Extract provided =>
begin
The march of improvement in the blast furnace has been characterized particularly in Britain and the United States by a great increase of dimensions, which is found to promote economy in fuel, etc. In the former country the furnace of the latter part of our century is commonly from 70 to 80 feet high, and some have even been built with a height of more than 100 feet, while in the States the tendency to build very high furnaces is still more marked. A single large furnace may turn out as much as 1,500 tons of pig iron in a week, and some in America, it is said, actually produce as much as 2,500 tons. The more usual output of a blast furnace is however much less than these amounts; but if we say only one-half, or even one-third of these quantities, a state of things is indicated very different from what obtained about 1837, when the best Welsh furnaces produced only 200 tons a week. If we go back to the beginning of the century, the difference is much more marked, for the blast furnaces of that period could turn out only about 30 tons in a week.
end
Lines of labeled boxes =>
begin
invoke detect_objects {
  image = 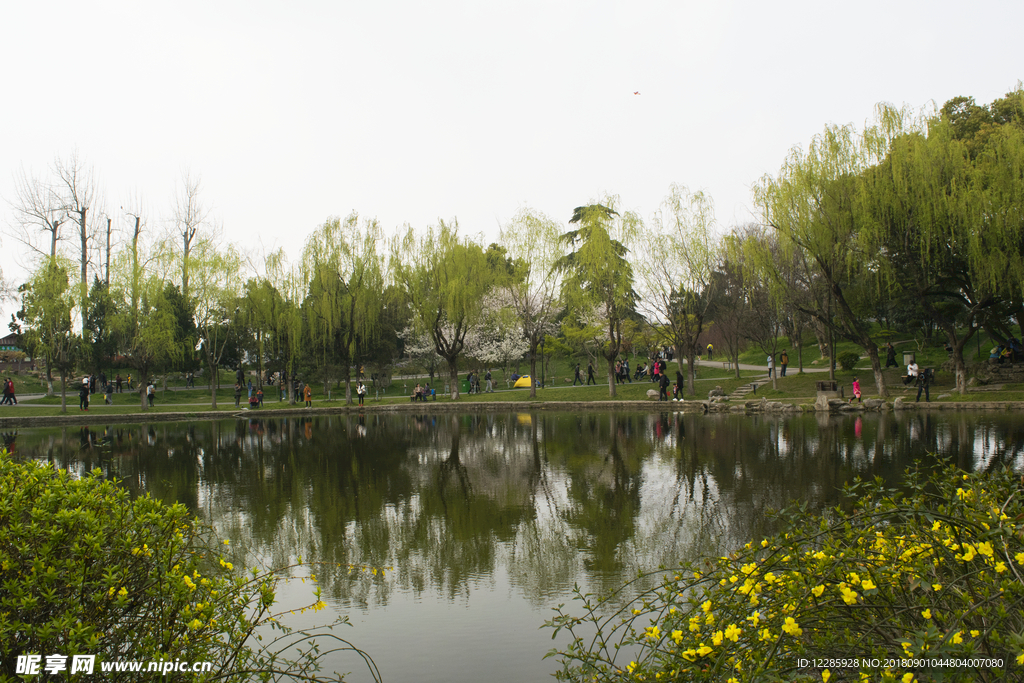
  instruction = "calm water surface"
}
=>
[4,412,1024,682]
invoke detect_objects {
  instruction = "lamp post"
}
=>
[541,337,545,389]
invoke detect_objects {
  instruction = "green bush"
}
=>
[836,351,860,373]
[0,451,376,681]
[547,467,1024,682]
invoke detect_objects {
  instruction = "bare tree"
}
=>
[174,170,209,301]
[53,153,96,311]
[11,168,67,258]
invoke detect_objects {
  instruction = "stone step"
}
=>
[728,382,767,401]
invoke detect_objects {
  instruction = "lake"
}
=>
[3,410,1024,683]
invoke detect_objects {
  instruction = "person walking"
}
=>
[78,378,89,412]
[886,342,899,370]
[914,368,932,403]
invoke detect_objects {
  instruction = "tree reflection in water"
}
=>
[12,412,1024,683]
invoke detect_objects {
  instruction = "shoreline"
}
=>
[0,399,1024,429]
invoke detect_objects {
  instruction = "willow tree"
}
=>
[635,184,721,394]
[188,241,243,410]
[17,258,82,413]
[751,121,889,396]
[303,212,384,403]
[391,221,494,398]
[111,210,181,411]
[501,209,561,397]
[863,91,1024,393]
[554,198,640,396]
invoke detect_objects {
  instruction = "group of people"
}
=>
[572,362,597,386]
[466,369,493,393]
[411,385,436,405]
[768,349,790,377]
[903,358,935,402]
[0,377,17,405]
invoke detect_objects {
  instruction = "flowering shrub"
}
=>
[0,453,378,681]
[547,467,1024,683]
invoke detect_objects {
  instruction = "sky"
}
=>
[0,0,1024,325]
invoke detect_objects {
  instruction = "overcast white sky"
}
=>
[0,0,1024,325]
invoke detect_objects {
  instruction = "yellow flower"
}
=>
[782,616,804,636]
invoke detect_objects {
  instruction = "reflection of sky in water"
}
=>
[9,413,1024,681]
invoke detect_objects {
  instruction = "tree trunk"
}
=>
[206,360,220,411]
[529,337,539,398]
[445,355,462,400]
[864,339,889,398]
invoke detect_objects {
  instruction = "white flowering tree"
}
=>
[501,209,563,397]
[466,288,532,391]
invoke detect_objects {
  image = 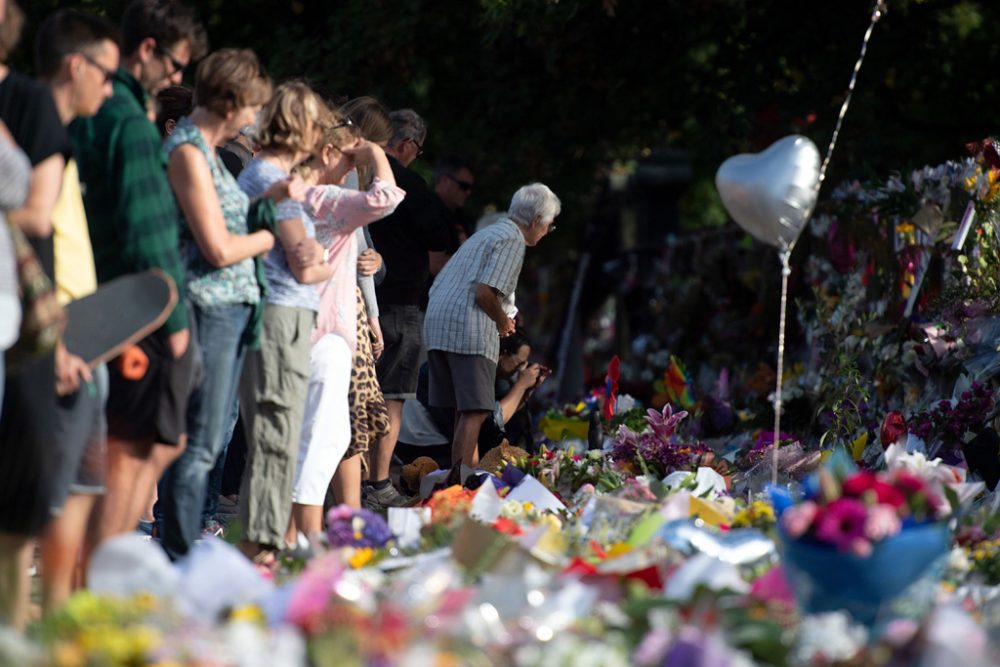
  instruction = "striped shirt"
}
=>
[424,218,524,362]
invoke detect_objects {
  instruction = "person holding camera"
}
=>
[424,183,562,467]
[396,328,551,468]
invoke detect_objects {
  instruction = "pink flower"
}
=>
[865,505,902,542]
[646,403,687,440]
[879,410,907,449]
[816,498,868,555]
[781,500,819,539]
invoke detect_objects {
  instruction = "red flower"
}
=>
[843,470,877,497]
[493,518,523,535]
[843,470,906,508]
[879,410,908,449]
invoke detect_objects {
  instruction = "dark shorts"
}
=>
[52,365,108,514]
[0,354,58,535]
[107,329,197,445]
[375,304,424,401]
[427,350,497,412]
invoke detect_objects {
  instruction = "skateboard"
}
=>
[63,269,177,368]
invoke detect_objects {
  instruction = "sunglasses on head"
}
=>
[330,117,354,132]
[154,44,187,76]
[80,51,115,83]
[446,174,475,192]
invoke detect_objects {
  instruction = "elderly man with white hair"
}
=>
[424,183,562,466]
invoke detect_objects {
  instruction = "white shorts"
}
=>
[292,334,354,505]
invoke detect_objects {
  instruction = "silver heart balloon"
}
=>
[715,135,819,248]
[657,519,776,565]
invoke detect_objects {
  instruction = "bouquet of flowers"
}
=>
[772,466,951,625]
[515,447,622,497]
[611,403,712,478]
[326,505,393,568]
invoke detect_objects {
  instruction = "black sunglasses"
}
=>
[153,44,187,76]
[330,118,354,132]
[445,174,475,192]
[80,51,115,83]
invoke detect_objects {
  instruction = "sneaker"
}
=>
[361,484,413,512]
[201,519,226,539]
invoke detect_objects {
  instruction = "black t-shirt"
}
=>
[0,70,71,167]
[368,156,449,306]
[0,70,72,278]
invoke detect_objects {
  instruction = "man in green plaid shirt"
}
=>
[71,0,207,540]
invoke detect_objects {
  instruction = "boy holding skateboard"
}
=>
[35,10,119,610]
[73,0,207,539]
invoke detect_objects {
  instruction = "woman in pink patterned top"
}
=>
[286,112,406,543]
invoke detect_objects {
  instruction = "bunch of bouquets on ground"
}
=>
[30,535,305,667]
[772,452,959,626]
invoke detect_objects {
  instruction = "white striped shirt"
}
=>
[424,218,524,362]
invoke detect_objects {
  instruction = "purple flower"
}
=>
[611,424,639,462]
[646,403,687,440]
[326,505,392,548]
[816,498,871,556]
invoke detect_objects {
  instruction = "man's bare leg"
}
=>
[41,493,97,613]
[368,398,403,482]
[331,454,362,509]
[0,533,34,632]
[451,410,490,468]
[97,435,152,543]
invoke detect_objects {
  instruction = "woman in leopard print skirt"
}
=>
[333,287,389,502]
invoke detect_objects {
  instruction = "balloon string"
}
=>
[771,246,792,485]
[816,0,885,196]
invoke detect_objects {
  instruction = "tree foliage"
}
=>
end
Tasks to complete =>
a - In the passage on blast furnaces, how much pig iron did the best Welsh furnaces produce per week about 1837?
b - What are all the weekly output figures, in tons, that the passage on blast furnaces gives?
c - Resume the passage on blast furnace growth after its last sentence.
These lines play no part in what is asked here.

The responses =>
a - Only 200 tons a week.

b - 1,500 tons, 2,500 tons, 200 tons, and about 30 tons.

c -
The proportions of fuel, ore, and limestone charged into the furnace vary greatly according to the composition of the ore, the quality of iron aimed at, and the practice of each manufacturer. It is usual previously to calcine the carbonate ores and others also, in order to expel the carbonic acid and the moisture, of which last all contain a considerable amount: and sometimes the limestone is mixed with the ore to undergo this preliminary process. The charge being conveyed from the roasting kilns to the blast furnace while still hot effects an obvious economy of fuel in the latter. In the case of hæmatite ore the quantities of materials in one charge may be something like 54 cwt. of ore, 9 cwt. of limestone, and 33 cwt. of coke. It is quite common to use mixtures of different kinds of ore, so as to modify the quality of the product according to particular requirements. The use of the limestone is to take up silica, and the slag is found to consist mainly of silicates of lime and alumina. The amount flowing from a blast furnace of course varies much according to the conditions, and is larger than would commonly be supposed; for the production of one ton of pig iron involves the production of from ½ to 1½ tons of slag.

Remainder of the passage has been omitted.